### Seite
Dass das Planungsteam weitgehend identisch war, zwingt demgegenüber nicht zu der Annahme, dass es sich um denselben Auftrag handelte. Denn die Objektplanung ist im Jahr ... neu vergeben worden. Dasselbe dürfte für die übrigen Planungsaufgaben geltend. Es ist danach unerheblich, dass dieselben Ingenieurbüros beauftragt wurden. Wenn es bei der Vergabe der Planungsaufgaben und der Projektplanung zu Verstößen gegen das Vergaberecht gekommen sein sollte, ist das für das vorliegende Verfahren ohne Bedeutung.

b) Die Antragsgegnerin hat die Kostenschätzung zwar nicht ordnungsgemäß dokumentiert. Der Mangel der Dokumentation ist aber geheilt.

### Aufgabe und Vorgaben
Kannst du aus dem Text zum Vergaberecht alles von „Dass das Planungsteam“ bis hinunter zu „Verfahren ohne Bedeutung.“ wortgetreu wiedergeben?

(Annotationsdaten zur Objektlokalisierung)
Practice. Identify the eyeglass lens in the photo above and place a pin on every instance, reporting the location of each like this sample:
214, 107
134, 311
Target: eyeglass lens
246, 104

### Richtige Antwort
Dass das Planungsteam weitgehend identisch war, zwingt demgegenüber nicht zu der Annahme, dass es sich um denselben Auftrag handelte. Denn die Objektplanung ist im Jahr ... neu vergeben worden. Dasselbe dürfte für die übrigen Planungsaufgaben geltend. Es ist danach unerheblich, dass dieselben Ingenieurbüros beauftragt wurden. Wenn es bei der Vergabe der Planungsaufgaben und der Projektplanung zu Verstößen gegen das Vergaberecht gekommen sein sollte, ist das für das vorliegende Verfahren ohne Bedeutung.